**** Data for processing ****

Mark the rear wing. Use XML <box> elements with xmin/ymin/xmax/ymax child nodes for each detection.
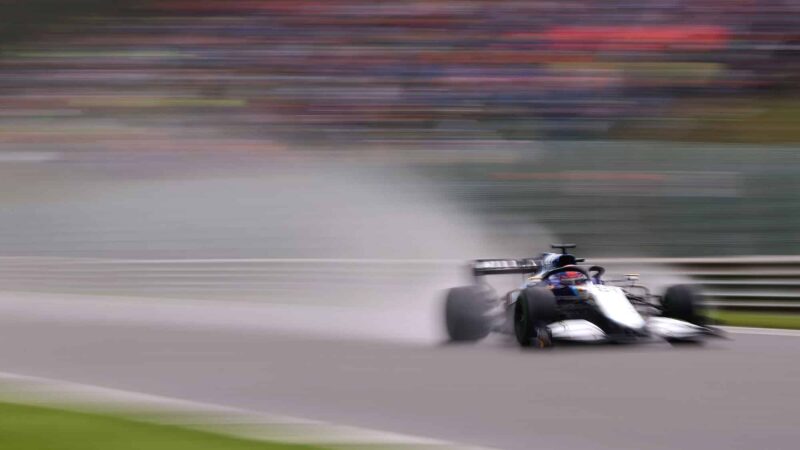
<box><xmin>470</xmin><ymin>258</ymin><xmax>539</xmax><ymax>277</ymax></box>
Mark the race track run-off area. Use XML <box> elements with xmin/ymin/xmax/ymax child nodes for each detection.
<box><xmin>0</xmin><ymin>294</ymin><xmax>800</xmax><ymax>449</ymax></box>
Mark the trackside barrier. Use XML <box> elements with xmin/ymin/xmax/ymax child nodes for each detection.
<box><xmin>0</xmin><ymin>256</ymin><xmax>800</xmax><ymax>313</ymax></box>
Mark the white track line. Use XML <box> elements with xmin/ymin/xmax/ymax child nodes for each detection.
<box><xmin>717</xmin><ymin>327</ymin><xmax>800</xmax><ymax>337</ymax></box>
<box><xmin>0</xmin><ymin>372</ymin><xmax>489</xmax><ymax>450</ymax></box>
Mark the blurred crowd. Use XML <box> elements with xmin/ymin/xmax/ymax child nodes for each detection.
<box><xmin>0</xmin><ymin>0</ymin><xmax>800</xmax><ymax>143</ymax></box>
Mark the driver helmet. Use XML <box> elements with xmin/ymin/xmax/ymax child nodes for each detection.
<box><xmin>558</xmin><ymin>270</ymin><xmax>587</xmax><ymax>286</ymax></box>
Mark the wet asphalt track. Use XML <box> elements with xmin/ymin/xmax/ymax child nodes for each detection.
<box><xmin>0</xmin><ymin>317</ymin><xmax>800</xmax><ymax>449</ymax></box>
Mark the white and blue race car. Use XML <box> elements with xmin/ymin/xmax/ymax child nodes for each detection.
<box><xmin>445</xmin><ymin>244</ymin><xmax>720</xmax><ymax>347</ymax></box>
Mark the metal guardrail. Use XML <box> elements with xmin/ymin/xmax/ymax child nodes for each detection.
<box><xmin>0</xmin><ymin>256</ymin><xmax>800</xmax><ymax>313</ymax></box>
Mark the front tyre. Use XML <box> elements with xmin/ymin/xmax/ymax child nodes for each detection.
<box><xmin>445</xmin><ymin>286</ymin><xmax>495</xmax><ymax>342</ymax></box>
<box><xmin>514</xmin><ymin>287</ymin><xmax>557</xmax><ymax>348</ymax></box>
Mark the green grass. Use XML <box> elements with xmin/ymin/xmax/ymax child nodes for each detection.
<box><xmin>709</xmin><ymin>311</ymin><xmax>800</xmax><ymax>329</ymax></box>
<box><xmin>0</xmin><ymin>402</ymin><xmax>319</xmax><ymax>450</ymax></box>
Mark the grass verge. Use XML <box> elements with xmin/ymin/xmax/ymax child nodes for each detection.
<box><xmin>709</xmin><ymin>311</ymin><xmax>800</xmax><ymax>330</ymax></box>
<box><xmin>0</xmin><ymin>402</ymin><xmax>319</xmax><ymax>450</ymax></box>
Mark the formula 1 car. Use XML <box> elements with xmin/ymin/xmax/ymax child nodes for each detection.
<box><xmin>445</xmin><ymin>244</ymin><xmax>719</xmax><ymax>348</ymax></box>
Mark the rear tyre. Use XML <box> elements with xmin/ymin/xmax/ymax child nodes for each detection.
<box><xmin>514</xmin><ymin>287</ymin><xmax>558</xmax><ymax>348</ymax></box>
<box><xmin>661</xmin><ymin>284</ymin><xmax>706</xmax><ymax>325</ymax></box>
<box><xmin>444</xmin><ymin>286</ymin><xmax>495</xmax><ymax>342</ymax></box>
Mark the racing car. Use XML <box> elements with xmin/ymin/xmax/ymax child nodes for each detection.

****

Task prompt
Revise all of the records above, replacing each instance of "Mark" with "Locate" and keeping all other text unchanged. Omit the pictures from the revised version.

Answer to the task
Locate the rear wing. Use XML <box> elements with xmin/ymin/xmax/ymax child nodes for each detection.
<box><xmin>470</xmin><ymin>258</ymin><xmax>539</xmax><ymax>277</ymax></box>
Locate the race track run-off area. Use XML <box> elements with xmin/ymin/xmax/ymax child nodes for each detection.
<box><xmin>0</xmin><ymin>294</ymin><xmax>800</xmax><ymax>449</ymax></box>
Locate the trackside barrier. Use XML <box> elements with xmin/ymin/xmax/ymax child nodes for each detection.
<box><xmin>0</xmin><ymin>256</ymin><xmax>800</xmax><ymax>313</ymax></box>
Locate the white track line. Use XML <box> elements with xmin/ymin/xmax/ymax child nodes for each detection.
<box><xmin>717</xmin><ymin>327</ymin><xmax>800</xmax><ymax>337</ymax></box>
<box><xmin>0</xmin><ymin>372</ymin><xmax>489</xmax><ymax>450</ymax></box>
Locate the blurred crowd. Use XML <box> elements with xmin/ymin/xmax/ymax child nodes for each detection.
<box><xmin>0</xmin><ymin>0</ymin><xmax>800</xmax><ymax>143</ymax></box>
Locate the driver helmet. Use XML <box> elements with xmin/ymin/xmax/ymax child nodes for each detection.
<box><xmin>558</xmin><ymin>270</ymin><xmax>587</xmax><ymax>286</ymax></box>
Locate the wet asphalt track. Use XML <box> elements with xmin/ymin/xmax/ymax child nodes for each detection.
<box><xmin>0</xmin><ymin>317</ymin><xmax>800</xmax><ymax>449</ymax></box>
Locate the white and blue race car. Use XML <box> elements with xmin/ymin/xmax/ymax child nodes for each detection.
<box><xmin>445</xmin><ymin>244</ymin><xmax>720</xmax><ymax>347</ymax></box>
Locate the metal guardrail. Use XML <box> elements with xmin/ymin/xmax/ymax child nodes for each detection.
<box><xmin>0</xmin><ymin>256</ymin><xmax>800</xmax><ymax>313</ymax></box>
Locate the front tyre. Use XML <box> elements with xmin/ymin/xmax/ymax child nodes for each detection.
<box><xmin>445</xmin><ymin>286</ymin><xmax>495</xmax><ymax>342</ymax></box>
<box><xmin>514</xmin><ymin>287</ymin><xmax>557</xmax><ymax>348</ymax></box>
Locate the green grass. Use XML <box> elements with xmin/ymin/xmax/ymax child nodes for each detection.
<box><xmin>709</xmin><ymin>311</ymin><xmax>800</xmax><ymax>329</ymax></box>
<box><xmin>0</xmin><ymin>402</ymin><xmax>319</xmax><ymax>450</ymax></box>
Locate the grass verge. Use XML <box> elements with xmin/ymin/xmax/ymax child nodes for each detection.
<box><xmin>709</xmin><ymin>311</ymin><xmax>800</xmax><ymax>330</ymax></box>
<box><xmin>0</xmin><ymin>402</ymin><xmax>319</xmax><ymax>450</ymax></box>
Locate the formula 1 car. Use XML <box> elements with xmin/ymin/xmax/ymax child nodes for each detection.
<box><xmin>445</xmin><ymin>244</ymin><xmax>719</xmax><ymax>348</ymax></box>
Locate the rear tyre. Use XML <box> elements with xmin/ymin/xmax/ymax child nodes for each detection.
<box><xmin>514</xmin><ymin>287</ymin><xmax>558</xmax><ymax>348</ymax></box>
<box><xmin>661</xmin><ymin>284</ymin><xmax>706</xmax><ymax>325</ymax></box>
<box><xmin>444</xmin><ymin>286</ymin><xmax>495</xmax><ymax>342</ymax></box>
Locate the racing car. Use XML <box> elements with xmin/ymin/xmax/ymax child nodes for each detection.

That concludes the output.